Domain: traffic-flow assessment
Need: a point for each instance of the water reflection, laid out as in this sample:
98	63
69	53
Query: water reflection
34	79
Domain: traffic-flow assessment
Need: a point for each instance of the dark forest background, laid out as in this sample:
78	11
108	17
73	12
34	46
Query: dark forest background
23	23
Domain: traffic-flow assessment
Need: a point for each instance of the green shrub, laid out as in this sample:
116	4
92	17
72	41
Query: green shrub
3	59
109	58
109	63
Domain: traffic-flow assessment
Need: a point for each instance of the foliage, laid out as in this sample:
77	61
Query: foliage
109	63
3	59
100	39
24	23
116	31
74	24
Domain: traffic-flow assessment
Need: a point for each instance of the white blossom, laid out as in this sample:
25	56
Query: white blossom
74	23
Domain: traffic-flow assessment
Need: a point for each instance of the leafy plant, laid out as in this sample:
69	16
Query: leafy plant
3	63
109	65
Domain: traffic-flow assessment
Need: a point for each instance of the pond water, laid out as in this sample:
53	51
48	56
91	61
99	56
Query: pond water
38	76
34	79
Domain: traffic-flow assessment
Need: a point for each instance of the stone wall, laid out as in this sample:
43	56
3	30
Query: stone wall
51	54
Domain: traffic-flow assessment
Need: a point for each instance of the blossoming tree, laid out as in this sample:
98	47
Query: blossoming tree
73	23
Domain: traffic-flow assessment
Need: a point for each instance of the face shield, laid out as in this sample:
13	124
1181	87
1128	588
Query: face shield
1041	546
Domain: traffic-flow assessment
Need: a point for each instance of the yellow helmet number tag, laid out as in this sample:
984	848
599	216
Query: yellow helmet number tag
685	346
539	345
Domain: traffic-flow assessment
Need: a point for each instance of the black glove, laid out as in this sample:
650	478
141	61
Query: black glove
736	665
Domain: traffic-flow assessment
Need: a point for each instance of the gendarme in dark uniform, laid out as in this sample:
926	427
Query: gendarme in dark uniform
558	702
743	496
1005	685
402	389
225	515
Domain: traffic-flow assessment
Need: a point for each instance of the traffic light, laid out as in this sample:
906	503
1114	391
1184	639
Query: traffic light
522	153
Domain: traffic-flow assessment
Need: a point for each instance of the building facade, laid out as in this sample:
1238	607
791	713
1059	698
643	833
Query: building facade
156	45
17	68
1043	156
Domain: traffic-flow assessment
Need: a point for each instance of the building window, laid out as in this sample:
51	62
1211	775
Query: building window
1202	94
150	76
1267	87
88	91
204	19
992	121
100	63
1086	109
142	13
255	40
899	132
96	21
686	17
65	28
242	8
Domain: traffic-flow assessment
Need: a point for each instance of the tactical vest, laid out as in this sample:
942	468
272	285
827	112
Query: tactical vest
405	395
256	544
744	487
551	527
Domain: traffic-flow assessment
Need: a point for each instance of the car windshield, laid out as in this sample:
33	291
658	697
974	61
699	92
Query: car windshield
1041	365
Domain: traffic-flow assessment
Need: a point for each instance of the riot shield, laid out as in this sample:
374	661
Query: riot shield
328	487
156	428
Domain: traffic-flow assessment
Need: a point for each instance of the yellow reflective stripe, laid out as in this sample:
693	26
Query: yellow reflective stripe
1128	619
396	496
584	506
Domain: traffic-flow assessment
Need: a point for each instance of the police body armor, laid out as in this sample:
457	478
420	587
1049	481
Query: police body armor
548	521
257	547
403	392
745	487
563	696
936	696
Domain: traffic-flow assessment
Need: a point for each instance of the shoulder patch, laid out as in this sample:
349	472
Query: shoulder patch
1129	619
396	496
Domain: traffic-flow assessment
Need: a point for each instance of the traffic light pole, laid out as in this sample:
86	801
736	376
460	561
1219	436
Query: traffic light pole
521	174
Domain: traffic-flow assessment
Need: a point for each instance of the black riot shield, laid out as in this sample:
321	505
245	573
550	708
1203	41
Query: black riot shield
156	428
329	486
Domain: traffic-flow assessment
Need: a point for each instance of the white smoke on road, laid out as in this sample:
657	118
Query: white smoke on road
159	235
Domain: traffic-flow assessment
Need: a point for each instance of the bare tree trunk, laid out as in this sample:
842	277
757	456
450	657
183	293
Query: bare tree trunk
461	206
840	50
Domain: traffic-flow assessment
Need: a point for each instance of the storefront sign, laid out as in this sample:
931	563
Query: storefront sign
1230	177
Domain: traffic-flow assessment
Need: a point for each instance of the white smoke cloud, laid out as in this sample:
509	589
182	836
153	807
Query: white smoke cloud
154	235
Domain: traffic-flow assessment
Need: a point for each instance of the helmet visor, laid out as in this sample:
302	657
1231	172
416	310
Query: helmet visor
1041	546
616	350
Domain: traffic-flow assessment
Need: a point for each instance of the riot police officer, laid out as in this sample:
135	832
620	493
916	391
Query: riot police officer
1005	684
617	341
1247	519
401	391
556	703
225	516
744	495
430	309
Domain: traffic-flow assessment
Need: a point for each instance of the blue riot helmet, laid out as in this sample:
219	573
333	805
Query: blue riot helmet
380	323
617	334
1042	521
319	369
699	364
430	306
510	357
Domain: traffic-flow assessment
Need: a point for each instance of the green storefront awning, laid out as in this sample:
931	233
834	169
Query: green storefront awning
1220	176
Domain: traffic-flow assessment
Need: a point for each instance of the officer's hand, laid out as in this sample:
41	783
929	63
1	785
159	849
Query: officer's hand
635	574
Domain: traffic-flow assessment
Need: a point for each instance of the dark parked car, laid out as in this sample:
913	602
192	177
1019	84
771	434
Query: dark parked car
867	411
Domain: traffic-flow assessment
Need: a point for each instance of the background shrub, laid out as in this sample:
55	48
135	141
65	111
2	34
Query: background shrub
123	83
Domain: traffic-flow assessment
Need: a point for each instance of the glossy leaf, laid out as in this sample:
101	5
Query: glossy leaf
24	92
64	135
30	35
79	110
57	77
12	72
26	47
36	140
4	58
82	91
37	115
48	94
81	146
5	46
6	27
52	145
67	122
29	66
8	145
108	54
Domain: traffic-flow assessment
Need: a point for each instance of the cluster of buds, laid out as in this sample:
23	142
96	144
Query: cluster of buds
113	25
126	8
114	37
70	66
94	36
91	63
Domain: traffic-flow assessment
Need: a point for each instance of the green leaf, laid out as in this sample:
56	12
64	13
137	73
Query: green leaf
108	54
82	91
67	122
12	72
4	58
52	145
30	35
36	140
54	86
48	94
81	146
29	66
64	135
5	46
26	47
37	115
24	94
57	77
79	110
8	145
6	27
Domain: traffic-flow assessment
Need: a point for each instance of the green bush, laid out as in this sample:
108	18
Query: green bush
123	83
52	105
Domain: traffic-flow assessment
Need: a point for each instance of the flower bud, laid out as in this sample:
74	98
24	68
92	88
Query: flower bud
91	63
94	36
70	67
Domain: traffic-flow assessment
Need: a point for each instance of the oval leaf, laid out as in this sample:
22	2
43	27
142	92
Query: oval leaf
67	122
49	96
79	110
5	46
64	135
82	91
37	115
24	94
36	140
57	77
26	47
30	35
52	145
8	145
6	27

[Exercise goal]:
The records above should be repeated word for word.

[Response below]:
Domain: traffic-flow assessment
Need: a point for each instance of the water reflection, laid out as in this sample:
98	63
69	53
Query: water reflection
34	79
Domain: traffic-flow assessment
Need: a point for each instance of the dark forest background, laid out as in this sample:
78	11
108	17
73	12
34	46
Query: dark forest background
23	23
Domain: traffic-flow assessment
Need: a point for each instance of the green shrub, laid out as in this sample:
116	4
92	17
72	41
Query: green shrub
3	59
109	58
109	63
Domain: traffic-flow assessment
Need: a point for each instance of the foliage, laid out as in this sample:
77	61
Query: foliage
109	63
3	59
100	39
24	23
116	31
74	24
Domain: traffic-flow assessment
Need: a point for each instance of the white blossom, laid out as in this sample:
25	56
Query: white blossom
74	23
Domain: traffic-flow assessment
Need: a point for each instance of the leafy plant, laid out as in this sample:
69	16
Query: leafy plant
3	63
109	65
Domain: traffic-flow assessment
Need: a point for each instance of the pond water, laid out as in this sample:
53	51
48	56
91	61
99	56
Query: pond water
38	76
34	79
Domain: traffic-flow assessment
Need: a point for each instance of the stone wall, laid out as in this sample:
43	56
3	30
Query: stone wall
51	54
Domain: traffic-flow assessment
Need: a point for each instance of the blossoming tree, laid out as in this sample:
98	47
Query: blossoming tree
73	23
Domain: traffic-flow assessment
Need: a point for each instance of the face shield, laid out as in this sample:
13	124
1181	87
1128	588
Query: face shield
1041	546
Domain: traffic-flow assessment
Need: a point for each instance of the yellow helmet number tag, laid out as in this sample:
984	848
599	216
Query: yellow helmet number tag
685	346
539	345
Domain: traffic-flow assessment
Need: a point for each instance of the black glove, laid out as in this sample:
650	478
141	61
Query: black glove
736	665
Domain: traffic-flow assessment
Need: a point for each instance of the gendarme in dark uniform, laid out as in this sample:
926	427
Query: gendarme in dark uniform
558	702
743	496
1005	685
402	389
225	515
Domain: traffic-flow assessment
Need: a point for each instance of the traffic light, laid out as in this sample:
906	503
1114	391
1184	639
Query: traffic light
522	153
Domain: traffic-flow assessment
Need: a point for each instance of the building facade, laid out as in this sample:
1238	607
791	713
1059	698
643	833
Query: building facade
156	45
17	68
1043	156
Domain: traffic-flow assessment
Need: a point for each instance of the building window, laid out as in this sample:
51	62
1211	775
Query: building window
1202	94
150	76
1267	87
88	91
204	19
992	121
100	63
1086	109
142	13
255	40
899	132
96	21
686	17
65	28
242	8
Domain: traffic-flow assessment
Need: a point for each instance of the tactical vest, laid out as in this sample:
942	468
272	285
827	112
Query: tactical vest
405	395
256	544
744	487
551	527
Domain: traffic-flow assessment
Need: a point for each instance of the car windshield, laid out as in this sample:
33	291
658	697
974	61
699	92
Query: car windshield
1041	365
Domain: traffic-flow assessment
Need: a point for each instance of the riot shield, laid out as in this sample:
374	661
Query: riot shield
328	487
156	428
Domain: traffic-flow assessment
Need: a point for each instance of the yellow reflective stripe, laid out as in this sample:
693	26
Query: yellow reflective stripe
1128	619
396	496
584	506
Domain: traffic-flow assessment
Need: a point for each instance of the police body armor, laid out as in this sample:
457	478
420	587
1049	481
Query: police body armor
548	521
257	547
403	392
745	487
563	696
936	696
Domain: traffic-flow assessment
Need: a point for each instance of the shoulder patch, laid out as in this sample:
349	472
Query: shoulder patch
1129	619
396	496
Domain: traffic-flow assessment
Need: a point for each instance of the traffic light pole, laid out as in this sample:
86	801
736	376
460	561
1219	436
Query: traffic light pole
521	174
Domain: traffic-flow assessment
Need: a point for each instance of the black riot shield, laid out as in this sample:
321	505
245	573
550	708
1203	41
Query: black riot shield
156	428
329	486
Domain: traffic-flow assessment
Need: a point for each instance of the white smoke on road, laid out as in this sample:
657	118
Query: white smoke on road
159	235
Domain: traffic-flow assessment
Need: a point for each instance of the bare tree trunk, laid out as in this sample:
842	277
757	456
450	657
183	293
Query: bare tree trunk
461	206
840	50
Domain: traffic-flow assessment
Need: a point for each instance of the storefront sign, laid out as in this sample:
931	563
Query: storefront sign
1230	177
Domain: traffic-flow assessment
Need: a point for each instance of the white smoke cloud, laid out as in this sample:
509	589
182	836
153	807
Query: white smoke cloud
154	235
Domain: traffic-flow assessment
Need: a point for each instance of the helmet visor, laid out as in this sample:
302	657
1231	172
416	310
Query: helmet visor
1041	546
616	350
Domain: traffic-flow assessment
Need: a point for each instance of the riot police officer, laid out as in this sample:
135	832
620	493
916	391
Query: riot police officer
1005	684
617	341
1247	519
401	391
556	703
225	516
744	495
430	309
Domain: traffic-flow assessment
Need: a point for each instance of the blue riot helmet, laid out as in this sample:
219	573
333	805
Query: blue riot helmet
380	323
617	334
1042	521
319	369
699	364
430	306
510	357
Domain: traffic-flow assessment
Need: a point for each instance of the green storefront awning, laid out as in this sample:
931	233
834	169
Query: green storefront awning
1220	176
Domain: traffic-flow assessment
Need: a point for each instance of the officer's hand, laid out as in this sample:
41	783
929	63
1	785
159	849
Query: officer's hand
635	574
Domain: traffic-flow assessment
Need: a point for each instance of the dark parked car, laid out as in this sample:
913	602
192	177
1019	84
771	434
Query: dark parked car
867	411
Domain: traffic-flow assessment
Need: a point for each instance of the background shrub, laid out as in this sample:
55	48
135	141
65	111
2	34
Query: background shrub
123	83
Domain: traffic-flow assessment
Need: a point for each instance of the glossy leaf, laid out as in this sample:
101	5
Query: glossy leaf
24	92
64	135
30	35
79	110
57	77
12	72
26	47
36	140
4	58
82	91
37	115
48	94
81	146
5	46
6	27
52	145
67	122
29	66
8	145
108	54
Domain: traffic-flow assessment
Need: a point for each instance of the cluster of buds, laid out as in this sample:
23	142
96	144
Query: cluster of buds
113	25
126	8
114	37
70	66
94	36
91	63
Domain: traffic-flow assessment
Need: a point for each instance of the green leaf, laid out as in this sample:
56	12
64	13
137	73
Query: green leaf
108	54
82	91
67	122
12	72
4	58
52	145
30	35
36	140
54	86
48	94
81	146
29	66
64	135
5	46
26	47
37	115
24	94
57	77
79	110
8	145
6	27
Domain: traffic-flow assessment
Need: a point for each instance of the green bush, laid out as in this sample:
108	18
Query: green bush
123	83
52	105
Domain: traffic-flow assessment
Need: a point for each instance of the flower bud, laid out as in this sample:
74	98
24	68
92	88
Query: flower bud
91	63
94	36
70	67
Domain: traffic-flow assessment
Need: a point for each instance of the oval leaf, laid out as in this sample:
22	2
43	27
142	92
Query: oval leaf
67	122
49	96
79	110
5	46
64	135
82	91
37	115
24	94
36	140
57	77
26	47
30	35
52	145
8	145
6	27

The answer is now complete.